— Begin Exercise data —

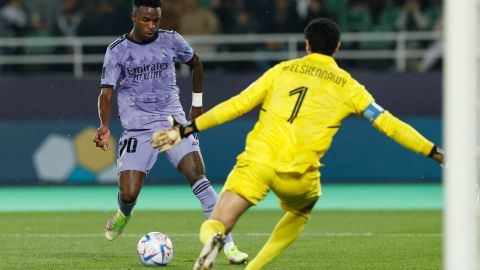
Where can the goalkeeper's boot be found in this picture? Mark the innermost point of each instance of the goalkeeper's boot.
(235, 256)
(115, 225)
(209, 253)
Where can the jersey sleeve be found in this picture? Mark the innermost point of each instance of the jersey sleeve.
(111, 69)
(182, 49)
(402, 133)
(238, 105)
(359, 97)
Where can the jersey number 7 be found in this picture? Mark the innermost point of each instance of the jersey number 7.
(301, 91)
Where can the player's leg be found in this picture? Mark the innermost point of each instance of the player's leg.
(284, 233)
(297, 196)
(135, 158)
(186, 157)
(228, 209)
(130, 184)
(244, 187)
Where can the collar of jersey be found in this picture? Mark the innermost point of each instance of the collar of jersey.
(142, 43)
(321, 57)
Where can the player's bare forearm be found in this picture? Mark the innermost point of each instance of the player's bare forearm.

— End Exercise data —

▸ **Task requirements**:
Render all the records above as a Markdown table with the columns No. and Entry, giving each line its own row. Skip blank lines and leave the pictures out.

▸ **Exercise solution**:
| No. | Entry |
|---|---|
| 1 | Where can the goalkeeper's boot be found in this picture? Mark the innermost point of each instance of the goalkeeper's boot. |
| 2 | (235, 256) |
| 3 | (115, 225) |
| 4 | (209, 253) |
| 5 | Where can the jersey sleeve be found in this picture? Mark the innermost point of each instance of the jersey sleeve. |
| 6 | (111, 69) |
| 7 | (182, 49) |
| 8 | (402, 133) |
| 9 | (238, 105) |
| 10 | (359, 97) |
| 11 | Where can the jersey number 7 be found in this picture? Mark the innermost point of each instance of the jersey number 7. |
| 12 | (301, 91) |
| 13 | Where can the player's leg be found in this picture? Mark the innermost point of each instance of the player's leg. |
| 14 | (284, 233) |
| 15 | (297, 196) |
| 16 | (135, 158) |
| 17 | (186, 157) |
| 18 | (228, 209) |
| 19 | (130, 184) |
| 20 | (244, 187) |
| 21 | Where can the collar of jersey be found in this picture? Mark the innermost point of each instance of the collar of jersey. |
| 22 | (142, 43) |
| 23 | (321, 57) |
| 24 | Where can the player's bare forearm be found in this picture? Mark the innermost point of each instance of the player's bare forearm. |